Complete the following:
• a. From the figure legend below on miRNA mimics and basal NF-κB activity, list every numerical quantity it states, and give what each one refers to.
• b. Answer these questions using the figure legend below on miRNA mimics and basal NF-κB activity:
(i) Which cells were co-transfected?
(ii) Which miRNA served as the positive control?
(iii) Which statistical test was applied?
• c. Continue the figure legend below on miRNA mimics and basal NF-κB activity from its final sentence.

Source document:
Effects of miRNA mimics on basal NF-κB activity. HEK293-TLR4 cells were co-transfected with an NF-κB reporter plasmid and Renilla luciferase expression plasmid, and incubated for 48 h in the presence of 50 nM of the indicated miRNA mimics. Data indicate the mean ± SEM ratio of firefly/Renilla luciferase activity in transfected cells, normalized to negative control miRNA mimic (first bar). miR-146a, which has been reported to be a repressor of NF-κB activation, served as a positive control. miR-29b, which has no reported effect on NF-κB activation, served as a negative control. The bars represent the ratios of firefly/Renilla luciferase activity in the absence of activating stimulus. Data were generated from three independent experiments, each with three replicates per condition. *P < 0.05 compared with negative control miRNA, unpaired t-test.

Dataset items:
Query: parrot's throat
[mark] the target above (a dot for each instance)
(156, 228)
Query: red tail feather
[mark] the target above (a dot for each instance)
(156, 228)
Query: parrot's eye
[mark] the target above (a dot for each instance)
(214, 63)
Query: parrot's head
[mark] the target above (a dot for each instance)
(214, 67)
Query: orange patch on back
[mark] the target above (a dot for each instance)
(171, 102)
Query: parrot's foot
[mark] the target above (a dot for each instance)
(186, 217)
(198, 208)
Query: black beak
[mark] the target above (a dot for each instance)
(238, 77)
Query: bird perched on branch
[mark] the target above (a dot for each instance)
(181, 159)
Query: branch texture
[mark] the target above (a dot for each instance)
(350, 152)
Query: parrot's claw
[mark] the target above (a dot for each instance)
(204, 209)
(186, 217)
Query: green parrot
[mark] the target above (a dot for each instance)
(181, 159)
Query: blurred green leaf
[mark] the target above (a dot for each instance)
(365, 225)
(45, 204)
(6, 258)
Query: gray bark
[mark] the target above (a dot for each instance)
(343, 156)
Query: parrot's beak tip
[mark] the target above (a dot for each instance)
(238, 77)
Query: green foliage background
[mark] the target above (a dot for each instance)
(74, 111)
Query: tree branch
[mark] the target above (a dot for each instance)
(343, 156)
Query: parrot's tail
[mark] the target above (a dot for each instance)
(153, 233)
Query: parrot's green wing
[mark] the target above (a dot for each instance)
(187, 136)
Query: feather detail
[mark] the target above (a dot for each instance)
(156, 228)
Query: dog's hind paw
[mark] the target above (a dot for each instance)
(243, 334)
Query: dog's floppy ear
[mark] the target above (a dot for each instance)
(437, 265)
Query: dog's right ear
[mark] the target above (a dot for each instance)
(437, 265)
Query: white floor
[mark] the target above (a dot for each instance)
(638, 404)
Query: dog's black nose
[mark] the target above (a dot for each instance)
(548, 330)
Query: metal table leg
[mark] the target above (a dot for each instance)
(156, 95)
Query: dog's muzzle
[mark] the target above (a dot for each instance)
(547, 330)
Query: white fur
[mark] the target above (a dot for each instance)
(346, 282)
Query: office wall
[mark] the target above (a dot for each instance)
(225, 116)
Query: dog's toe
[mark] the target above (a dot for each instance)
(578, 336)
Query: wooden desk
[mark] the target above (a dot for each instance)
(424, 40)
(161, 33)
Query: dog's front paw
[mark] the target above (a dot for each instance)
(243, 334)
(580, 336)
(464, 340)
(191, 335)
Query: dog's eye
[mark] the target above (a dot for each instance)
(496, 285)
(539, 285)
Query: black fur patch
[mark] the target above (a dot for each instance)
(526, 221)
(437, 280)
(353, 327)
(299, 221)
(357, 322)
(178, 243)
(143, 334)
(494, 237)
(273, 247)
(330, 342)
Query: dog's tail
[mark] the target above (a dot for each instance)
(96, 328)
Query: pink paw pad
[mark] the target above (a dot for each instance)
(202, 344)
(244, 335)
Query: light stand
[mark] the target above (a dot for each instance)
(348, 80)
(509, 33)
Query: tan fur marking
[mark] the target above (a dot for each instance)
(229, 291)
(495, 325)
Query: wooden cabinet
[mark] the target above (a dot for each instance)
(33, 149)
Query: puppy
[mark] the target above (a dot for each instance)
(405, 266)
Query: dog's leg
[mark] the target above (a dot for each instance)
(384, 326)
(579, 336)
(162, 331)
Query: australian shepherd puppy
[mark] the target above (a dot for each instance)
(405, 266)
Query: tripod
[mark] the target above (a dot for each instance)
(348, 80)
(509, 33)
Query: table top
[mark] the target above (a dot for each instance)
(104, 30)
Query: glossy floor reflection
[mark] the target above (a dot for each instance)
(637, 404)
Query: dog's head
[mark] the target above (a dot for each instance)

List of answers:
• a.
- 48 h: incubation time of the transfected cells
- 50 nM: concentration of the indicated miRNA mimics
- Three independent experiments: source of the data
- Three replicates per condition: replicates within each experiment
- P < 0.05: significance threshold compared with the negative control miRNA

• b.
(i) HEK293-TLR4 cells
(ii) miR-146a
(iii) An unpaired t-test

• c.
Figure 3

Effect of miRNA mimics on LPS-stimulated NF-κB activation. HEK293-TLR4 cells were co-transfected with an NF-κB reporter plasmid, a transfection control Renilla luciferase expression plasmid, and the indicated miRNA mimic at 50 nM final concentration. The latter included a negative control miRNA mimic, or miRNA mimics for miR-146a (A), miR-200b (B) or miR-200c (C). After 48 h cultivation, cells were stimulated with buffer alone (none), the indicated doses of LOS:MD2 or TNF-α and cultured for an additional 6 h. Data indicate the mean±SEM firefly/Renilla luciferase activity compared with the negative control of uninduced miRNA from three independent experiments, each with three replicates per condition. *P < 0.05, **P < 0.005 comparing the test with the negative control miRNA unpaired t-test. LOS, lipooligosaccharide.

Figure 4

MyD88 luciferase assays validating a direct interaction between miR-200b or miR-200c and MyD88. HEK293-TLR4 cells were transfected with constructs containing the luciferase reporter gene followed by either the 3′UTR of MyD88 or a mutated version of the MyD88 3′UTR containing mutations within the predicted miR-200b and miR-200c seed region. (A) Cells were co-transfected with 25 nM of miRNA mimics for miR-200b, miR-200c or a negative control. Data represent the mean ± SEM Renilla/firefly luciferase ratios. (B) TargetScan predicted interaction between miR-200b and miR-200c and the putative MyD88 3′UTR. Shaded bases represent miRNA seed regions. Mutated bases are underlined. (C) HEK293-TLR4 cells were transfected with miRNA mimics for miR 200b, miR-200c or a negative control. RNA harvested at 48 h post-transfection was used as template for RT-qPCR to measure MyD88 transcript levels. Data are mean ± SEM of three independent experiments with three replicates per condition. *P < 0.05, **P < 0.001.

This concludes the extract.